• **WORK TO BE COMPLETED**: Using the line that contains "of the branch" as the first line and the last line of the data as the final one, give every line in that range again exactly.

━━━━

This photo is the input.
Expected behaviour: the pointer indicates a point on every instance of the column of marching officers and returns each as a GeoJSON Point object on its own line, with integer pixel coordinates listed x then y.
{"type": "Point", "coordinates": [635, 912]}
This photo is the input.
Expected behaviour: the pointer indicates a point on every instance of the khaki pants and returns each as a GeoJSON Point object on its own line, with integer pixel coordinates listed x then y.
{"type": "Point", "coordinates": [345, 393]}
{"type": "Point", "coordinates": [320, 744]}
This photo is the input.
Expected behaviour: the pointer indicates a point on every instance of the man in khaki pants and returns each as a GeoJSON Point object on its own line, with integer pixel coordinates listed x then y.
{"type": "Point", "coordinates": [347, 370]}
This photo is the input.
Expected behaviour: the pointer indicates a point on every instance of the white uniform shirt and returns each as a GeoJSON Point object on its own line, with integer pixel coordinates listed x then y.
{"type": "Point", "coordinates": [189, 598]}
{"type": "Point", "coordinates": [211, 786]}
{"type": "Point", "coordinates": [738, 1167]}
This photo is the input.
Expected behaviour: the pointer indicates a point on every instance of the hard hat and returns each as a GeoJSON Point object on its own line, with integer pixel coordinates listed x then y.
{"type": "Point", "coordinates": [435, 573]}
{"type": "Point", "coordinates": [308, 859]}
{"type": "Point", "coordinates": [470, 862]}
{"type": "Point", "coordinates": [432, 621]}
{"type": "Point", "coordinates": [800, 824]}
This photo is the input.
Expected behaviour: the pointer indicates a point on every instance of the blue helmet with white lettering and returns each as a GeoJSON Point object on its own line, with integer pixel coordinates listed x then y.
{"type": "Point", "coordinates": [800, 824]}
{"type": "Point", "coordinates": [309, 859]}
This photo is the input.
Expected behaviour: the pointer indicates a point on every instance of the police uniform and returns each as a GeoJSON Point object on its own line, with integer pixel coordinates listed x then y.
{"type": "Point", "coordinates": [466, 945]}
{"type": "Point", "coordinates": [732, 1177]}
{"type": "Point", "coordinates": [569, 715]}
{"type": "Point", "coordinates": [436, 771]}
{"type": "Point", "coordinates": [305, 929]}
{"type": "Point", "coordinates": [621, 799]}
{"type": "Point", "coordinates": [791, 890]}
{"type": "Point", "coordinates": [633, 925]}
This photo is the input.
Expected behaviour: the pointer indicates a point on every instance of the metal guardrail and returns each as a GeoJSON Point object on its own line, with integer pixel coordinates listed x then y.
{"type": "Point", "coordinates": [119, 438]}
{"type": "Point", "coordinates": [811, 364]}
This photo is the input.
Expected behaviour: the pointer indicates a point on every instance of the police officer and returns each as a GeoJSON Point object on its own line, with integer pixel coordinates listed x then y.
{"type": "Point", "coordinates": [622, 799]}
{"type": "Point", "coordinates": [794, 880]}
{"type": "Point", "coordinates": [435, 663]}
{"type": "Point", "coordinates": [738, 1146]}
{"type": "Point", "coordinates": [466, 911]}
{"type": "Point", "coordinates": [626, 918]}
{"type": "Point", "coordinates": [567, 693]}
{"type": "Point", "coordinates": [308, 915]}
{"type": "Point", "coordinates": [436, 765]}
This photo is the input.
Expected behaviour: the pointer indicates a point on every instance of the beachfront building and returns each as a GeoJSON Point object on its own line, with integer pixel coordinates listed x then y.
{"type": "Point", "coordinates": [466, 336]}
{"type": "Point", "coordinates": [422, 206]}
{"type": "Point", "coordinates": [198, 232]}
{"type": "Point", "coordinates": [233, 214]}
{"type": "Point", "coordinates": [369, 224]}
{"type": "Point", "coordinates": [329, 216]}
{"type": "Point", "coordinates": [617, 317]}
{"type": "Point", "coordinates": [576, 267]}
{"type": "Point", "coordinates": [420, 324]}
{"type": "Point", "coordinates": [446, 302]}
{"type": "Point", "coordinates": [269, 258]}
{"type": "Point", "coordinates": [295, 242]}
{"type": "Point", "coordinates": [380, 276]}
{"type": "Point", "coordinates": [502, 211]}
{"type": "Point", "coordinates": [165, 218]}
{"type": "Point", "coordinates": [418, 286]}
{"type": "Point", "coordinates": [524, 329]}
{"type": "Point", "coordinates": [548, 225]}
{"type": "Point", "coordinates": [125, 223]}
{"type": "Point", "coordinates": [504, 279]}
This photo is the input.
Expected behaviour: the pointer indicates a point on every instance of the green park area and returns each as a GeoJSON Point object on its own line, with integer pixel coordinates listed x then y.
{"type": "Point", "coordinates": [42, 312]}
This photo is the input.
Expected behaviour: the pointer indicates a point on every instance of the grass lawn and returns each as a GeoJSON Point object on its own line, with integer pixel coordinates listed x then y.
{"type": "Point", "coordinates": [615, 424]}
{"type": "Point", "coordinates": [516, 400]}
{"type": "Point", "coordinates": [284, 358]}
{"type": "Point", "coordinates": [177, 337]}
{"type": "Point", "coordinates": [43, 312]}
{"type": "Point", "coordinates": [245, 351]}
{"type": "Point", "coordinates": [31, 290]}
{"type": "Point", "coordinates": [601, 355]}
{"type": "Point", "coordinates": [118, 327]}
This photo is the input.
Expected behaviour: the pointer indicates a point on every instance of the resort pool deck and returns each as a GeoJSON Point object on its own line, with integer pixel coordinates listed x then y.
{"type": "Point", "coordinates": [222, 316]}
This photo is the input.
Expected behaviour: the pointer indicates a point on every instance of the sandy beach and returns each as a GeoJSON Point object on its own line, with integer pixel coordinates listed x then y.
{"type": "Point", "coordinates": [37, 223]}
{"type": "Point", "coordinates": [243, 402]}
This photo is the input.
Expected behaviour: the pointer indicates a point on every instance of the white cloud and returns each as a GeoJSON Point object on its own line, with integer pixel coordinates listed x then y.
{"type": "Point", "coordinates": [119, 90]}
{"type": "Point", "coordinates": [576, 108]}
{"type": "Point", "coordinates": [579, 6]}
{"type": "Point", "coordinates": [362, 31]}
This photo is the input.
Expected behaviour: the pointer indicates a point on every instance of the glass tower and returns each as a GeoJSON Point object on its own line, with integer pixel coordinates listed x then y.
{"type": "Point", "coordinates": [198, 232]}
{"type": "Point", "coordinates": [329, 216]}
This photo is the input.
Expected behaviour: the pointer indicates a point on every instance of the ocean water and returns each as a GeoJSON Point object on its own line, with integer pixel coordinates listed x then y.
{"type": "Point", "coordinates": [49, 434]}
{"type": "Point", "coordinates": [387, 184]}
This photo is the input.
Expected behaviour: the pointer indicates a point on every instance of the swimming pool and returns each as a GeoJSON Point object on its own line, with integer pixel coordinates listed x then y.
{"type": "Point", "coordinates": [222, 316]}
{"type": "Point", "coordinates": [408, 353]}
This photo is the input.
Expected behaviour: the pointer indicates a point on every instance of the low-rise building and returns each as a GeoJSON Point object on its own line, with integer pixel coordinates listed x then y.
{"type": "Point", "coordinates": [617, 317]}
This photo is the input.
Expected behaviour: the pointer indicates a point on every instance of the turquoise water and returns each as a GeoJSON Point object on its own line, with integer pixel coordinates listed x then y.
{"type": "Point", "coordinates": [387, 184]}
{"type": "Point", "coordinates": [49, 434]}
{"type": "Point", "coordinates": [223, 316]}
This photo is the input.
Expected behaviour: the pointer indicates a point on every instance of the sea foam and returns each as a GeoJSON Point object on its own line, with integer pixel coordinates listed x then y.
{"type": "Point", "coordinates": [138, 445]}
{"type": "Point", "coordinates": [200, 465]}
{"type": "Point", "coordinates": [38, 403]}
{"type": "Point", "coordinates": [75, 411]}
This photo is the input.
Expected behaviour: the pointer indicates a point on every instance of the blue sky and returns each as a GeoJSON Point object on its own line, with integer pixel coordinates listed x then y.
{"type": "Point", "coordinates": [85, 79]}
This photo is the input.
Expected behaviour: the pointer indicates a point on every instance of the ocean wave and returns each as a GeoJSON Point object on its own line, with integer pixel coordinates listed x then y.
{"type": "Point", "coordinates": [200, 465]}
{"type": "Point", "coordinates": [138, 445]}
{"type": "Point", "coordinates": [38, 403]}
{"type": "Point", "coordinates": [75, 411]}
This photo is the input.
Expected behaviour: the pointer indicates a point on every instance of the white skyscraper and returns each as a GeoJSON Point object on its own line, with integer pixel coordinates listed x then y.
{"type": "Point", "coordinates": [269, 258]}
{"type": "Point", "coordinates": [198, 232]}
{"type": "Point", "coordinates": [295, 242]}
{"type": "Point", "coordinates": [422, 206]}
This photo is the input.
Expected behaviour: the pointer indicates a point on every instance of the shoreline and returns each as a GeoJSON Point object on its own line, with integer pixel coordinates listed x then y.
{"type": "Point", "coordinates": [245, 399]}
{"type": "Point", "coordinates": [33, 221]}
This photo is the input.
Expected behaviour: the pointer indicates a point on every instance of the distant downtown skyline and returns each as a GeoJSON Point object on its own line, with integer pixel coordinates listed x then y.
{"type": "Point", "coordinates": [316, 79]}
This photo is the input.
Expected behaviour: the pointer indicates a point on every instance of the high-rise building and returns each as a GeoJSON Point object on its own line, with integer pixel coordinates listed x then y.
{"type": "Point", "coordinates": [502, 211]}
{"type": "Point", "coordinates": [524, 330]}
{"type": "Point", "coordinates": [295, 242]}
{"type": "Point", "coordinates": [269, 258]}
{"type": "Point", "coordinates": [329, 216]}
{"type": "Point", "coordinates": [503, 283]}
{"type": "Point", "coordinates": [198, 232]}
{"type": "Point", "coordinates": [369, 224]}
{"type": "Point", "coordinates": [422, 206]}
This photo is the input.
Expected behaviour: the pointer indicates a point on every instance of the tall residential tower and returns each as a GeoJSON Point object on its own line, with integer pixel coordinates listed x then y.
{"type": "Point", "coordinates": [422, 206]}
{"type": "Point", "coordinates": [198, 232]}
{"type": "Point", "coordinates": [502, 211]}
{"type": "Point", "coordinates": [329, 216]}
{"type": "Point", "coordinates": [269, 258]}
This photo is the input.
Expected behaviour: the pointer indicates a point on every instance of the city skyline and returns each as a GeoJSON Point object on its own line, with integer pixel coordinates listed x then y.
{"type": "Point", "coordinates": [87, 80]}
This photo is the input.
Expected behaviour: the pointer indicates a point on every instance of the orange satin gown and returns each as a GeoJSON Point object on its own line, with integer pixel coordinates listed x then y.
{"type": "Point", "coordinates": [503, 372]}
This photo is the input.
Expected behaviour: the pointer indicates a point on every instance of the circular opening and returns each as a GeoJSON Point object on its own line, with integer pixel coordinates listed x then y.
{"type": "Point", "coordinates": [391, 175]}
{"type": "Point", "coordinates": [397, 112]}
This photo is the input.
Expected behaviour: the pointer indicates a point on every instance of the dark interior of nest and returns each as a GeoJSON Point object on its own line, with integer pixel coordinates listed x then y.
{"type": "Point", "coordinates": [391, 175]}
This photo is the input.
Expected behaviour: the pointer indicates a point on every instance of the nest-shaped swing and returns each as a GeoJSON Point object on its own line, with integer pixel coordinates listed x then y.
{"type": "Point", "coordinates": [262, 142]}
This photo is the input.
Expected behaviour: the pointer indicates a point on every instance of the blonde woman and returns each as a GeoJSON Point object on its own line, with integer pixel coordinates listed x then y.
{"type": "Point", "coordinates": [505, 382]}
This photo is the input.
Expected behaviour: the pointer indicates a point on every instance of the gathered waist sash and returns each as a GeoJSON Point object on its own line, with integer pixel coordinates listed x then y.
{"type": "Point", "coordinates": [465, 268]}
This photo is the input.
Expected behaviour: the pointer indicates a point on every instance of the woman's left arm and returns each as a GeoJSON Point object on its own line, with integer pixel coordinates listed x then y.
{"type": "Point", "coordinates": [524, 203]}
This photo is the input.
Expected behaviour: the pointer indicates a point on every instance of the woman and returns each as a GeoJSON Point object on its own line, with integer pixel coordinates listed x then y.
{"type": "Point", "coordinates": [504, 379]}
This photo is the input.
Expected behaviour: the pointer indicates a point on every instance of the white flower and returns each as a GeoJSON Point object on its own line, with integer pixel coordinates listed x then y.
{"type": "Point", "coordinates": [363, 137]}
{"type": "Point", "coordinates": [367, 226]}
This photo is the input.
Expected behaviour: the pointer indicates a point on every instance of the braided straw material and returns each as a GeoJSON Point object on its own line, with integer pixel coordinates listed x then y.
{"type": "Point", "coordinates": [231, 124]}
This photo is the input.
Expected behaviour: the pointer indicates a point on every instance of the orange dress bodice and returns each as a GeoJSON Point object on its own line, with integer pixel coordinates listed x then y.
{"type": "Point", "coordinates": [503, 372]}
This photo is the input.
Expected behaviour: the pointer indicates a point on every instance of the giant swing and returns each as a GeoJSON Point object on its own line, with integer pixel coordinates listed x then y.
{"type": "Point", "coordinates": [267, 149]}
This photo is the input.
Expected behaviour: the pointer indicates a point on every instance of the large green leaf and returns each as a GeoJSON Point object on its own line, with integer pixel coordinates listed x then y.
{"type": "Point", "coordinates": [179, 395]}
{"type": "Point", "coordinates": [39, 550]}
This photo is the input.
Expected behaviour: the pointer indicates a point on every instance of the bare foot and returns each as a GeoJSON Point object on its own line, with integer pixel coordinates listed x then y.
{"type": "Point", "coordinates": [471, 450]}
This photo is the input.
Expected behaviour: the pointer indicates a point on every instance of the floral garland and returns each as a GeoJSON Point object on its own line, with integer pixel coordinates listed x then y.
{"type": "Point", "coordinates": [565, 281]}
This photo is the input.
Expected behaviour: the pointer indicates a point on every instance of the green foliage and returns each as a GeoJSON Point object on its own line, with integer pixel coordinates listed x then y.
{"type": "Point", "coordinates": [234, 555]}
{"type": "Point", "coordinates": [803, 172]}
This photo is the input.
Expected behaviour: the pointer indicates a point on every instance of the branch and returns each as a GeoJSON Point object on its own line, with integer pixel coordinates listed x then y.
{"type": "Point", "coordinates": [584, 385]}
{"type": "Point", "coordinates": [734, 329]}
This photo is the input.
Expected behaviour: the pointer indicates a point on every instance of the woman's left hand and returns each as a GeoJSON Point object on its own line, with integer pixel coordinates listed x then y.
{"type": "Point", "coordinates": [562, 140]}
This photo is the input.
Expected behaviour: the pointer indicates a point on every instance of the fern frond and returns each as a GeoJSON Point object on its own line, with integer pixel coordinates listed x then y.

━━━━

• **TASK SOLUTION**:
Expected behaviour: the pointer indicates a point on every instance of the branch and returns each as a GeoJSON Point object on its own line, with integer pixel coordinates listed x then y.
{"type": "Point", "coordinates": [584, 385]}
{"type": "Point", "coordinates": [734, 329]}
This photo is the input.
Expected behaviour: the pointer indicates a point on every instance of the woman's left hand and returns each as a GeoJSON Point object on its own line, with integer pixel coordinates listed x then y.
{"type": "Point", "coordinates": [562, 140]}
This photo is the input.
Expected behaviour: the pointer indicates a point on every instance of the fern frond and returns each as a GeoJSON Point object on its own line, with integer pixel coordinates listed x then y.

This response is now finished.